--- CHECK YOUR UNDERSTANDING ---
1/ Retype the part of the passage on Bakhish bey Rustambeyov below, starting with "Bakhish bey Asad" and going on through "Azerbaijan Democratic Republic.".
2/ According to the passage on Bakhish bey Rustambeyov below, in what year did he graduate from the Baku Real School?

--- SOURCE PASSAGE ---
Bakhish bey Asad bey oglu Rustambeyov (Azerbaijani: Baxış bəy əsəd bəy oğlu Rustambəyov; b. 1870, Salyan, Javad uezd, Baku Governorate, Russian Empire – 1942, Baku, Azerbaijan SSR, USSR) was an Azerbaijani statesman, head of the Javad uezd and member of the Parliament of the Azerbaijan Democratic Republic.

Bakhish Bey belongs to Salyan's famous noble family, Rustambeyovs.

== Life ==
Bakhish bey Rustambeyov was born in 1870 in the city of Salyan. In 1890 he graduated from the Baku Real School and entered the Moscow Technical School. In 1893 he entered the mechanical department of the Saint Petersburg State Institute of Technology. He was expelled from the institute for participating in the student movement shortly before graduation, but then he was able to graduate. After graduating from the institute, he worked as deputy director under Shamsi Asadullayev until 1906. Bakhish bey, who worked in the same position for Agha Musa Nagiyev, then worked in the fishing industry, and in 1910–1917 in the oil fields.

--- DATA SHOWN ---
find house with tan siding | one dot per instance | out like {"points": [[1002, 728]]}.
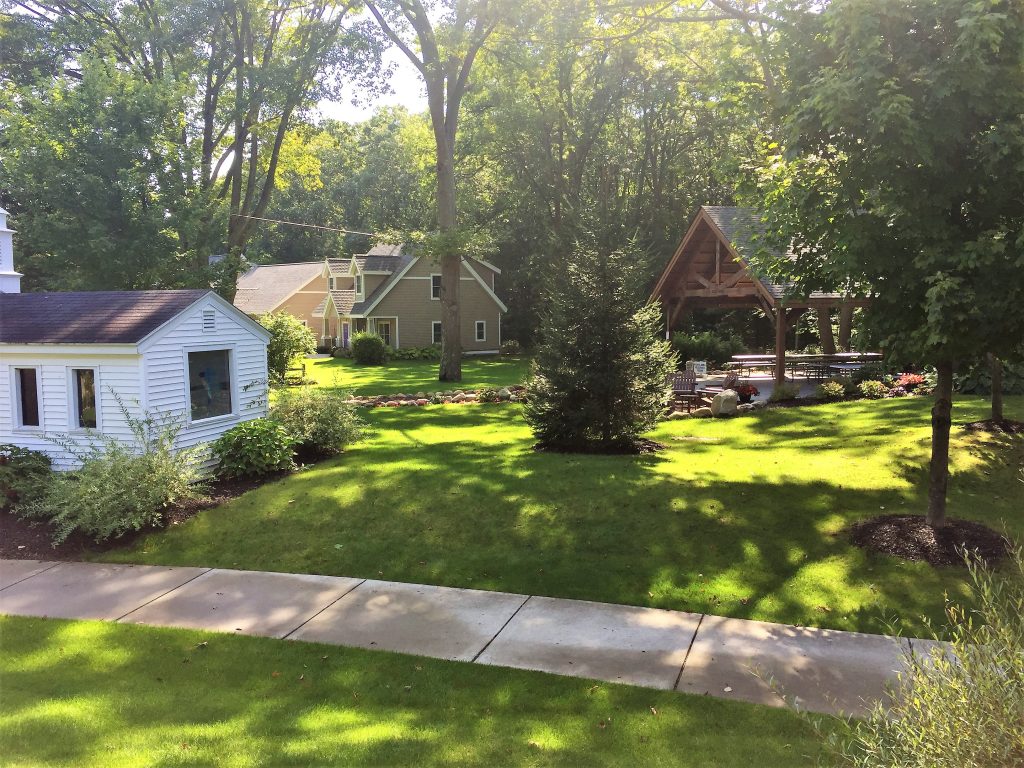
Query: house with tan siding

--- EXERCISE ANSWERS ---
1/
Bakhish bey Asad bey oglu Rustambeyov (Azerbaijani: Baxış bəy əsəd bəy oğlu Rustambəyov; b. 1870, Salyan, Javad uezd, Baku Governorate, Russian Empire – 1942, Baku, Azerbaijan SSR, USSR) was an Azerbaijani statesman, head of the Javad uezd and member of the Parliament of the Azerbaijan Democratic Republic.

2/ 1890